⟨

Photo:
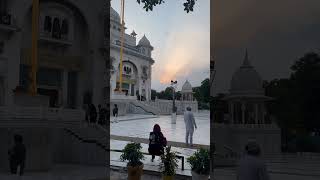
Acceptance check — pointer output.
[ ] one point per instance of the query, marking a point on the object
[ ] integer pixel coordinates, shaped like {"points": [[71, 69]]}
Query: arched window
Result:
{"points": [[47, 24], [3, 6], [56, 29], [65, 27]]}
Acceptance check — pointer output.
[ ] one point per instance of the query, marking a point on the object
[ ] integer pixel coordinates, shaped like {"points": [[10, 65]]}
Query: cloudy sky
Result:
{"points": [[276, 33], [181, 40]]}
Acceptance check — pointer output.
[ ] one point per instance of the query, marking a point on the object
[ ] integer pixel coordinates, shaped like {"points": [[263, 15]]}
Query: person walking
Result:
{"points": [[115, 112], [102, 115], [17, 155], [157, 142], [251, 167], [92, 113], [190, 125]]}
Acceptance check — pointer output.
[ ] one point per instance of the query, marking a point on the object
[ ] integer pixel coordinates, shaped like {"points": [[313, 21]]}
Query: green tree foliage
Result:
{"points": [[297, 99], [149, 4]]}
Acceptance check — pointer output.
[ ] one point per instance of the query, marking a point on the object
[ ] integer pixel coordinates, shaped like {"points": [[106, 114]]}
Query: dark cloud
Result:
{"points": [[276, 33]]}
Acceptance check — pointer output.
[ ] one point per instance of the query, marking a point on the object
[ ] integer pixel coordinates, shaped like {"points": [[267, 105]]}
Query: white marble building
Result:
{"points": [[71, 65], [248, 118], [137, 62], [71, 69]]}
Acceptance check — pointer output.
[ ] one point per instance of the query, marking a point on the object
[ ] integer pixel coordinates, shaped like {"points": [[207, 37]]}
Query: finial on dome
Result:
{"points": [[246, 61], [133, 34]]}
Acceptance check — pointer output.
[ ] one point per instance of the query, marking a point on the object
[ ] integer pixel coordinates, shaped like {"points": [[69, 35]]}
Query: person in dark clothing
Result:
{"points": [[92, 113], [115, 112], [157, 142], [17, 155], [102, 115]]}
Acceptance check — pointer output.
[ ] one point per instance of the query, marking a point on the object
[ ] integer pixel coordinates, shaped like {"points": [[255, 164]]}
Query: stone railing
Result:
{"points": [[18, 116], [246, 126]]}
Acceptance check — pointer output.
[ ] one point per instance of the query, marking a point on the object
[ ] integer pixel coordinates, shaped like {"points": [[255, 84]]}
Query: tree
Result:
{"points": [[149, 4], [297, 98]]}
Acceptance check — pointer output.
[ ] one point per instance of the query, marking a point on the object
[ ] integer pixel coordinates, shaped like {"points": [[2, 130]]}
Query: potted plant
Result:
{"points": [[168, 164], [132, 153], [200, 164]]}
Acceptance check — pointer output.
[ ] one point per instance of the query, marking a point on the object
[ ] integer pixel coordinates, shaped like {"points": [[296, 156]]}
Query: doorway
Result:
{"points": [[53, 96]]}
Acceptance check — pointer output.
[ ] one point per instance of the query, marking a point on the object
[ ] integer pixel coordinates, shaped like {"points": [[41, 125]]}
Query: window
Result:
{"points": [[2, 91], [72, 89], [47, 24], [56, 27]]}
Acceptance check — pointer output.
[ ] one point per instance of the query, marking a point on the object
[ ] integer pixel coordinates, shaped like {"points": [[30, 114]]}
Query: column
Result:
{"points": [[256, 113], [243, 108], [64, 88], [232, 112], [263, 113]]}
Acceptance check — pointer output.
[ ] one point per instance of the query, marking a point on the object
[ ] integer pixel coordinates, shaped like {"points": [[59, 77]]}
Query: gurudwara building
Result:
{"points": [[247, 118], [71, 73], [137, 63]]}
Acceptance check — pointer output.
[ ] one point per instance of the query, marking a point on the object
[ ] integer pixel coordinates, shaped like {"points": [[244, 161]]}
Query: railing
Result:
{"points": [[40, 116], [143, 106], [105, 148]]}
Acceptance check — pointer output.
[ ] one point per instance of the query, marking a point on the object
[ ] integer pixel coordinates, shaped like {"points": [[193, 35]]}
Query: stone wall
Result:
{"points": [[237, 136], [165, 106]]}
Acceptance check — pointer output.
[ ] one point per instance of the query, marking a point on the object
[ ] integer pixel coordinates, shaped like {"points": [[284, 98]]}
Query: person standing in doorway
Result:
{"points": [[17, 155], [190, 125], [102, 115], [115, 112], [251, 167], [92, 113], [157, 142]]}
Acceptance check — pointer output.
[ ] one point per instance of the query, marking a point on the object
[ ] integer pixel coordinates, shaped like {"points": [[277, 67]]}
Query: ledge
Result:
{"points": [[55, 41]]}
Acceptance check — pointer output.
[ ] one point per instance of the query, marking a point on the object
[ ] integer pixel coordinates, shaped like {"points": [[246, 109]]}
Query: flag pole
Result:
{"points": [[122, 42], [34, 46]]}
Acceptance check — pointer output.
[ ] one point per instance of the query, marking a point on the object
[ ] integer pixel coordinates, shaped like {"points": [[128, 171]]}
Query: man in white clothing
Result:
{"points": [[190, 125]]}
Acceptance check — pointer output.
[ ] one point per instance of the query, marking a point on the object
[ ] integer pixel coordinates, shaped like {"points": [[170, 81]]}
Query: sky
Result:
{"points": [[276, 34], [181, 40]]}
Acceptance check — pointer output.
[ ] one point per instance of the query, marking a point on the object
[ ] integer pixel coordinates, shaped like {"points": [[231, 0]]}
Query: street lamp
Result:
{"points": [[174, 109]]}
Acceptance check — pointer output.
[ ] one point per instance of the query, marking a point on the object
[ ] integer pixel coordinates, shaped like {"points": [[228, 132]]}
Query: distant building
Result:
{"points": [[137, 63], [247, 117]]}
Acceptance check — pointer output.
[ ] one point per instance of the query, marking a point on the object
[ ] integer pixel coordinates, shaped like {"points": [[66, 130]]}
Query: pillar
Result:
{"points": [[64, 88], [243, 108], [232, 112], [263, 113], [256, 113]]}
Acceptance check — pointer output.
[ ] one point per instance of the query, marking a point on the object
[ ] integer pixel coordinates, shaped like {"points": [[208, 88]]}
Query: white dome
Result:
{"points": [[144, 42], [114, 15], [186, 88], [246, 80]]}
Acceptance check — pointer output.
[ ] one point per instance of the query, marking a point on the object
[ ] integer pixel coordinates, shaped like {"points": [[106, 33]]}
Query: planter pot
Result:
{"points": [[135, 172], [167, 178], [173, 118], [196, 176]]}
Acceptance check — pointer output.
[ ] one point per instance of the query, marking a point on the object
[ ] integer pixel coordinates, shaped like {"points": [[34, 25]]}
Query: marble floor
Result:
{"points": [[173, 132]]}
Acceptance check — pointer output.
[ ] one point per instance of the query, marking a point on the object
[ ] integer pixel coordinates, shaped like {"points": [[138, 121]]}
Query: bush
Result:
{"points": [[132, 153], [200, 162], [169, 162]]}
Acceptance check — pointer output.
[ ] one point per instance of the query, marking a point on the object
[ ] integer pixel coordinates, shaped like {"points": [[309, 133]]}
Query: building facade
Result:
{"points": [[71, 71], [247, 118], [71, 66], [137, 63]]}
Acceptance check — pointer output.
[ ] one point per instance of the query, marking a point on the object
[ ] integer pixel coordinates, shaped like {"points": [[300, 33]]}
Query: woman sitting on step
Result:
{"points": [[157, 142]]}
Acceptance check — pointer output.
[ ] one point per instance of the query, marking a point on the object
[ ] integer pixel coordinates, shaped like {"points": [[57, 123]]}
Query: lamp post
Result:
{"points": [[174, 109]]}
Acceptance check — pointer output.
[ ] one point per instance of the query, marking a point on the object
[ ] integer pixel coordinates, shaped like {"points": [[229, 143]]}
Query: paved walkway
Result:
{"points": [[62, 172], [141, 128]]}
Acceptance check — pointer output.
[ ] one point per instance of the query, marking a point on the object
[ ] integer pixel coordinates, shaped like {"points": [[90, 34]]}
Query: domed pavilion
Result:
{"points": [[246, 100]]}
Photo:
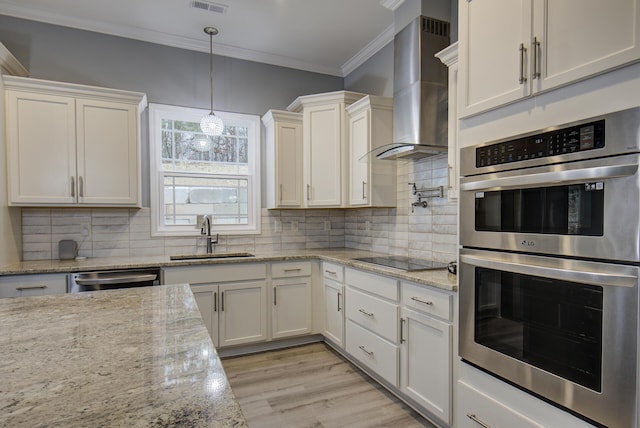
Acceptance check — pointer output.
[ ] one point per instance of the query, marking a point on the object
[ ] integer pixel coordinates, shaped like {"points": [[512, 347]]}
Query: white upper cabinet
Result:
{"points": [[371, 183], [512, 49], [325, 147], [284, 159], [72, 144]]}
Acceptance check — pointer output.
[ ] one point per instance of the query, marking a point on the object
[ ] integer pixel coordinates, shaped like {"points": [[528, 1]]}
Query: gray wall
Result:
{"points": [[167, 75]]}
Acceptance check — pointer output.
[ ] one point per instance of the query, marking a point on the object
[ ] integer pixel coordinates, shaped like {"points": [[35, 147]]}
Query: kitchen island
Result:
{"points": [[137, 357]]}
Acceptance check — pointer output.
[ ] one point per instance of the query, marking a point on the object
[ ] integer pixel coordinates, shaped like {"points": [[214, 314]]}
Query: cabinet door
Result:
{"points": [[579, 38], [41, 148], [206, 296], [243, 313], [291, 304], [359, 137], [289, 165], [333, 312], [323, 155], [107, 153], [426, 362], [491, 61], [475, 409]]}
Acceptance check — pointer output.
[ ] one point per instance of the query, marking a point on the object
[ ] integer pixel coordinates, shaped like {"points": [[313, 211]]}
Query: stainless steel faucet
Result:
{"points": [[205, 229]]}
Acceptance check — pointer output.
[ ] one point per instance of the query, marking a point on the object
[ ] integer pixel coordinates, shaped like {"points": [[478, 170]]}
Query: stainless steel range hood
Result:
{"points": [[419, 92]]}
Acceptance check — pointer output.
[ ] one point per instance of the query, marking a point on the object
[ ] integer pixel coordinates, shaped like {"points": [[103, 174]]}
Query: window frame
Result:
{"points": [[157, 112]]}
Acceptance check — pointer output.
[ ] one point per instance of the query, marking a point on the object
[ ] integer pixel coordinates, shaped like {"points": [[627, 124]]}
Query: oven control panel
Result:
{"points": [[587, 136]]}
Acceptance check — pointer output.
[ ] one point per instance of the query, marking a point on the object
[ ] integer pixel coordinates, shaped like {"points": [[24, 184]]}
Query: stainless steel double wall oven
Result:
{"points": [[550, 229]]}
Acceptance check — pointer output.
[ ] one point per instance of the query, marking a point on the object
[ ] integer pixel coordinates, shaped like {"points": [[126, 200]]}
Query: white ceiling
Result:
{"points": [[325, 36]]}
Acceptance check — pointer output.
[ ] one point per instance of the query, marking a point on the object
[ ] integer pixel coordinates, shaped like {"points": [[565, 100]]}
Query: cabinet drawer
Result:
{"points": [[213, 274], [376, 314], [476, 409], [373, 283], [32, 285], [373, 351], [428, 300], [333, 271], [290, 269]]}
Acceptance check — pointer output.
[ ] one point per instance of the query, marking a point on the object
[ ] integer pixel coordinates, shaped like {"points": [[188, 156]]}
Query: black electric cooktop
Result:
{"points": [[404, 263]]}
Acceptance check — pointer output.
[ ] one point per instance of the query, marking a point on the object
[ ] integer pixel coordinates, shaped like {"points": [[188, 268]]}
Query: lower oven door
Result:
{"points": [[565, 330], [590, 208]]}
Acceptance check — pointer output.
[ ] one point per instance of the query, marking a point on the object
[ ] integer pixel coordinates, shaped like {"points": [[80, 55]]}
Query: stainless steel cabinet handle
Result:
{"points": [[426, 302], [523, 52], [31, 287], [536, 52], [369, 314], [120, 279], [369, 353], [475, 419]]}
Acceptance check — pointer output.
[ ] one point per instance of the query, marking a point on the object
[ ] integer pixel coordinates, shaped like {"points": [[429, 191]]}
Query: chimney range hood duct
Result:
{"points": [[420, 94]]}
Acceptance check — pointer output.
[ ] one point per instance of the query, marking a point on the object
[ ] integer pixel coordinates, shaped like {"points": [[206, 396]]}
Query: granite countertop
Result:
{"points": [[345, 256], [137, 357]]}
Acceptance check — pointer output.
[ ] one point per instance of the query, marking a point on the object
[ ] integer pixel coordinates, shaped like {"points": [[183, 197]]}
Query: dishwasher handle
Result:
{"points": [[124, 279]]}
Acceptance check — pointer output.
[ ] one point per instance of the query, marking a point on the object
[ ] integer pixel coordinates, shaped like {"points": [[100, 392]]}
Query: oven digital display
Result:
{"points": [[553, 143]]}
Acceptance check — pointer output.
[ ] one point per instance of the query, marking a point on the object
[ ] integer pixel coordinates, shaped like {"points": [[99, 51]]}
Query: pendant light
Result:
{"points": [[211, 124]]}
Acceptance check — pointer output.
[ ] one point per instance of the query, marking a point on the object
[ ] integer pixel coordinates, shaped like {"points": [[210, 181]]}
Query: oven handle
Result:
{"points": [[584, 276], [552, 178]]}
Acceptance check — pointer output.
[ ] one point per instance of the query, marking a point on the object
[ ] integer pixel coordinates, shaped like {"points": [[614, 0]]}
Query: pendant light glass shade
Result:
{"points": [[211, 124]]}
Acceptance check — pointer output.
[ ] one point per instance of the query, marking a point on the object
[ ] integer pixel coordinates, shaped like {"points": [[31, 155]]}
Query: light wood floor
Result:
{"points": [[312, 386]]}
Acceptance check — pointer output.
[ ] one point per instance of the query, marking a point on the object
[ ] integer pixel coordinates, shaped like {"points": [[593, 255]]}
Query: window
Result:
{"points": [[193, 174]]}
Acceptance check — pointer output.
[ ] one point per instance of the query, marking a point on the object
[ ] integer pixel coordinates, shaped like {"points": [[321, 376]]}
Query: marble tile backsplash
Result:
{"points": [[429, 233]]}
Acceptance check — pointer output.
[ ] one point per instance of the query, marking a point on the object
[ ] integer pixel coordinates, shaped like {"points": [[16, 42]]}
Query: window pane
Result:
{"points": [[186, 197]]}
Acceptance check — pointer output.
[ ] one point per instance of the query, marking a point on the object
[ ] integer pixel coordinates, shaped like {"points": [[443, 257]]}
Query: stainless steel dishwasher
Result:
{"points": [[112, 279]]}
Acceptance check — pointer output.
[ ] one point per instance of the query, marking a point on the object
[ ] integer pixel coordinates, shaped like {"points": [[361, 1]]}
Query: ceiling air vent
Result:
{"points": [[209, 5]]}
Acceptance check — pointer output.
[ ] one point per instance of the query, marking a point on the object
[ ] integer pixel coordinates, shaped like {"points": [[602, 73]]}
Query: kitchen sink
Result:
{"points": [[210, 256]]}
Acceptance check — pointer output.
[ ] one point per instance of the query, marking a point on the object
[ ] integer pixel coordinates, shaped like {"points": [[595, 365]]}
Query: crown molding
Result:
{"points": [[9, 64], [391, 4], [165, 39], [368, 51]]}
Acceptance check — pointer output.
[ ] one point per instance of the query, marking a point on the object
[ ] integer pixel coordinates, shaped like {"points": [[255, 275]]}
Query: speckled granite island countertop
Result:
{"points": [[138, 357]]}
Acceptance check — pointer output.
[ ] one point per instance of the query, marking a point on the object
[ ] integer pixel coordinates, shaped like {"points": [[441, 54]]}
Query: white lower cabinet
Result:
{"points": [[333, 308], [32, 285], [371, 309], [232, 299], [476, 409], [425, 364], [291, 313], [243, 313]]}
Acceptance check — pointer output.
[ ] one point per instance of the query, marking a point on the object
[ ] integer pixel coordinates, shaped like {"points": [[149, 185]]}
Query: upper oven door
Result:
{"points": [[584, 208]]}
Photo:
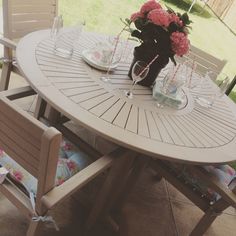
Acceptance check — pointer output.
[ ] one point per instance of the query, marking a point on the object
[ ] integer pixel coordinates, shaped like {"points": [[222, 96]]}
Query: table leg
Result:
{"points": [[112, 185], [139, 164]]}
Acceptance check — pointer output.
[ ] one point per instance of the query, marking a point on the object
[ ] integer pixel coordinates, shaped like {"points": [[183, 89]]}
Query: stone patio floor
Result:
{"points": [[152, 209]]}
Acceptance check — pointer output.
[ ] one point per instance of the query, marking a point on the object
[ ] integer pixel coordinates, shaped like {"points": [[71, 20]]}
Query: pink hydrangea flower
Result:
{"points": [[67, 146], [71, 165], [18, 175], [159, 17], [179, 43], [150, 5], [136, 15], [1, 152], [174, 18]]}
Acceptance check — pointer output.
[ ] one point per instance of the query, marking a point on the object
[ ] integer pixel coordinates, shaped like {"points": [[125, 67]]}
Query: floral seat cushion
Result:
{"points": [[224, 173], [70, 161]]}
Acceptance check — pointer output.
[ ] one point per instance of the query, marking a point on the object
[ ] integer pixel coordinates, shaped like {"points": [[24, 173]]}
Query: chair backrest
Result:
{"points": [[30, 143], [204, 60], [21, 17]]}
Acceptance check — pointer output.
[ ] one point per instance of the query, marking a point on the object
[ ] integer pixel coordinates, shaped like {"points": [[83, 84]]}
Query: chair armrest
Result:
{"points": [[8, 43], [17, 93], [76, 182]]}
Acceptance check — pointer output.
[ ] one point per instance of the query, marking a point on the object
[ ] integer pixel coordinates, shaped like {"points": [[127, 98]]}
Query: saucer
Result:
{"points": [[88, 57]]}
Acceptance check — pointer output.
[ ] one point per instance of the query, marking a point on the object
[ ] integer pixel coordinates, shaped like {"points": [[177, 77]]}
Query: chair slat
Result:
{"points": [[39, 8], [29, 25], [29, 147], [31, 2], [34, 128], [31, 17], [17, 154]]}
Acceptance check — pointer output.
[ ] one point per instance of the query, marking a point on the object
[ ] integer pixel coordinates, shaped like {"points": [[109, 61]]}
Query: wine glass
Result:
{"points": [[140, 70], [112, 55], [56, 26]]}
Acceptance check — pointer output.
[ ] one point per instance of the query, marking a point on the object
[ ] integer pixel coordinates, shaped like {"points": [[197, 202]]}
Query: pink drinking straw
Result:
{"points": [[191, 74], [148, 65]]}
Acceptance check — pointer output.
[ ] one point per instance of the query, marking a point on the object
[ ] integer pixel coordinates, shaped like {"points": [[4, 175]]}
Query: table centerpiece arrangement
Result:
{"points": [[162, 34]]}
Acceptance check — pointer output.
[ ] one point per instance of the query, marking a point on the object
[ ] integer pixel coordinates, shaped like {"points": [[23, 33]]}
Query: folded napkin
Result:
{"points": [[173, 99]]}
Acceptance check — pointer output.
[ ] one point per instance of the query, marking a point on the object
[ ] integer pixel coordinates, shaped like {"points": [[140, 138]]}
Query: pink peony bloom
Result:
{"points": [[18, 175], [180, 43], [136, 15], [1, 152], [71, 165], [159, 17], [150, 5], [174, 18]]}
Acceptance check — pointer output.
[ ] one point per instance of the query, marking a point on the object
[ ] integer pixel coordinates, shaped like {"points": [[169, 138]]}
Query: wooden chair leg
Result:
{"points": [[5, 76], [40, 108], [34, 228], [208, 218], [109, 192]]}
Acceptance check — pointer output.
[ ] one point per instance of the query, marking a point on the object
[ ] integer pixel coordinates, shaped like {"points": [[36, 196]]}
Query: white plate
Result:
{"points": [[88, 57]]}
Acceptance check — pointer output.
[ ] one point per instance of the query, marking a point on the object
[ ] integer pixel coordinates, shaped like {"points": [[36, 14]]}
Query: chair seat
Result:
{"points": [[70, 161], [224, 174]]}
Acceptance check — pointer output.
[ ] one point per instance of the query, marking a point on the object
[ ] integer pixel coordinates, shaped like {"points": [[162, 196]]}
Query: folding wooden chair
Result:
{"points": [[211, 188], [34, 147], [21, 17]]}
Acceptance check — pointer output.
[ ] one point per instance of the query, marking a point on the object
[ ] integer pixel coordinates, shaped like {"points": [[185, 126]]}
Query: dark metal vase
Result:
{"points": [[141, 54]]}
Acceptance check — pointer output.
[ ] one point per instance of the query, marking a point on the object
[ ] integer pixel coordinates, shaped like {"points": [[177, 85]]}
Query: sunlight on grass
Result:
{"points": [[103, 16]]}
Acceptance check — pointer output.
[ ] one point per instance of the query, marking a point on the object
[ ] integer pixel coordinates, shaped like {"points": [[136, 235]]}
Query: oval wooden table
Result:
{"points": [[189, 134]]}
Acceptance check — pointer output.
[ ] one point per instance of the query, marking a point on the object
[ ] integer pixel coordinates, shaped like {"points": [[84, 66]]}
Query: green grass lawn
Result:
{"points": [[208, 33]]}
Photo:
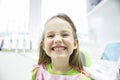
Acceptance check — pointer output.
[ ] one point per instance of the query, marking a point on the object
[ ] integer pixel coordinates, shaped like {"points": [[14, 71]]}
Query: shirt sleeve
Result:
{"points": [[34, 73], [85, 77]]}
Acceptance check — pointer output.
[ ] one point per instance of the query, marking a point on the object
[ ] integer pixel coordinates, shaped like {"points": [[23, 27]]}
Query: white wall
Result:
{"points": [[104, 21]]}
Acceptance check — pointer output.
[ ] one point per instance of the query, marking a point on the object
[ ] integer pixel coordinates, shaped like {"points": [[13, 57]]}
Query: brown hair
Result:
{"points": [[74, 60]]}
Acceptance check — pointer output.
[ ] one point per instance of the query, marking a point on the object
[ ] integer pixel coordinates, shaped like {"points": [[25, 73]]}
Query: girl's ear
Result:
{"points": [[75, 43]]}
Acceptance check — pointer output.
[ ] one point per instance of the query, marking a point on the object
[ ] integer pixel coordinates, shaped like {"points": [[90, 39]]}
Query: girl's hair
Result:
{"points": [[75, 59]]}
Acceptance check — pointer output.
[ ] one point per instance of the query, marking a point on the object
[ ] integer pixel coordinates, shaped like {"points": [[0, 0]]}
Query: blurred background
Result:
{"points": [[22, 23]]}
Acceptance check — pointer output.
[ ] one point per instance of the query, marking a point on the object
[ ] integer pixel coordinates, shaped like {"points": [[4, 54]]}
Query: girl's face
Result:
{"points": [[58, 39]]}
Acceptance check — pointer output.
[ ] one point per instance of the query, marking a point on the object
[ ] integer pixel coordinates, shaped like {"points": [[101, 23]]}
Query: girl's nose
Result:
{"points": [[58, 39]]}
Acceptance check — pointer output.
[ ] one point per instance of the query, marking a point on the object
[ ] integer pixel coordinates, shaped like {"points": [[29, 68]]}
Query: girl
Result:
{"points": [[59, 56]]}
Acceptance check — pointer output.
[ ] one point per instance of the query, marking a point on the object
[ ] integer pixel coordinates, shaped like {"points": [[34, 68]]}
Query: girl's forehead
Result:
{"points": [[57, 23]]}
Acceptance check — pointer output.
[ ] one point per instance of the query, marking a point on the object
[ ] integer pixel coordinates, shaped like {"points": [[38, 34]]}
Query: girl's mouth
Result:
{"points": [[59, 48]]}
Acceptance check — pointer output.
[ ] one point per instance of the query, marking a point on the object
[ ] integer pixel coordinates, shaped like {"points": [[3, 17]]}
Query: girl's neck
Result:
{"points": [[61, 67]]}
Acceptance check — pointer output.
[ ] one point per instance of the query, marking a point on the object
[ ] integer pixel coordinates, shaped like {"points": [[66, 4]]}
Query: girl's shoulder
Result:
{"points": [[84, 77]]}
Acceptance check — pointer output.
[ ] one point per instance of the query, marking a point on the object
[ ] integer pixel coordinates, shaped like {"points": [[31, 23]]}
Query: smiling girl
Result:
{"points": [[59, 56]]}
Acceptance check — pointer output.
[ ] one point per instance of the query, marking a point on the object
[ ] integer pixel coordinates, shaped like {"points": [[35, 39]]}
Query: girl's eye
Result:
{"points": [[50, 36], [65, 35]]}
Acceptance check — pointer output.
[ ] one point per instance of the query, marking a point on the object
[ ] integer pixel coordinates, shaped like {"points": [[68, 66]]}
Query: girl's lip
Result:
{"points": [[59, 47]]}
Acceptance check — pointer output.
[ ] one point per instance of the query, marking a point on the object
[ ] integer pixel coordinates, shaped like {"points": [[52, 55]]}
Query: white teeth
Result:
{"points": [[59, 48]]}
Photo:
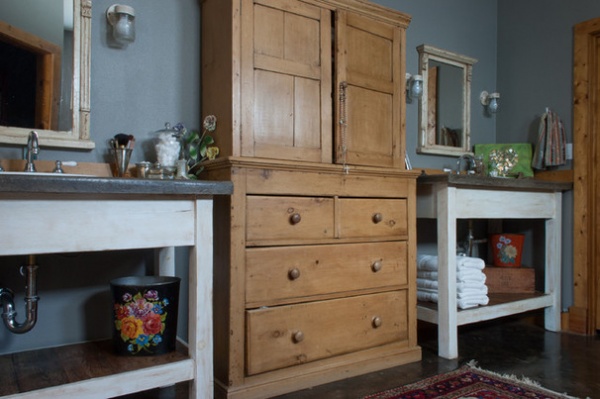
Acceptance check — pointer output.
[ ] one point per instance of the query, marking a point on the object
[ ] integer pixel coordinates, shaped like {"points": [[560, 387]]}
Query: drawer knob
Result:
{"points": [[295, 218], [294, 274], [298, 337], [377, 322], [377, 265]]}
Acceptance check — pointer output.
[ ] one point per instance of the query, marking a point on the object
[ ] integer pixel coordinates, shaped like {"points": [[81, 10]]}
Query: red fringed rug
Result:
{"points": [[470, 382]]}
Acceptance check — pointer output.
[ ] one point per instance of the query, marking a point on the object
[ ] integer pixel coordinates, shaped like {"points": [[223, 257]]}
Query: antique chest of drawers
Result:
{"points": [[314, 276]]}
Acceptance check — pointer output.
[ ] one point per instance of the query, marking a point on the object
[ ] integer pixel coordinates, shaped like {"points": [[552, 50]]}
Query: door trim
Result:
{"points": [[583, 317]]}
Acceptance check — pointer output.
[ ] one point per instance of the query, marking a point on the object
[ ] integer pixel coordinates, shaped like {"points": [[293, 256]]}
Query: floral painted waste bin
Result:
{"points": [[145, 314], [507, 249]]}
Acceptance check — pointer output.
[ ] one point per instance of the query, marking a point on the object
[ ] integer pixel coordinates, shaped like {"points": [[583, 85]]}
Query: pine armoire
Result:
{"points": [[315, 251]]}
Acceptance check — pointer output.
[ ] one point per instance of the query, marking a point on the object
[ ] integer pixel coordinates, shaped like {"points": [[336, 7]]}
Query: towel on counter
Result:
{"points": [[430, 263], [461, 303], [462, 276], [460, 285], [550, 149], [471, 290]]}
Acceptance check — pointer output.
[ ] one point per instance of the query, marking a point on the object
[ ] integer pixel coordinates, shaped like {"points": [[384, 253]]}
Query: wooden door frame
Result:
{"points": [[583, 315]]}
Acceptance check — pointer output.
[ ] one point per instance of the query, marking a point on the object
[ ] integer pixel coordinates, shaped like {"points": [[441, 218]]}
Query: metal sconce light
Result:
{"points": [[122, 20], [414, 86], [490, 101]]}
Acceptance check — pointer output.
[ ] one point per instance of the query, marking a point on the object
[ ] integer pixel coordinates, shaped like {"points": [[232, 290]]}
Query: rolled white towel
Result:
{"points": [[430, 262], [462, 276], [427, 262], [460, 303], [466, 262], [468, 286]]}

⟩

What this task involves ▸ Please find every line in the material above that contains the string "stainless" and copy each one out. The match is case-sensitive.

Reply to the task ▸
Query: stainless steel faucet
Query: stainless steel range hood
Query: stainless steel double wall oven
Query: stainless steel cabinet handle
Query: stainless steel dishwasher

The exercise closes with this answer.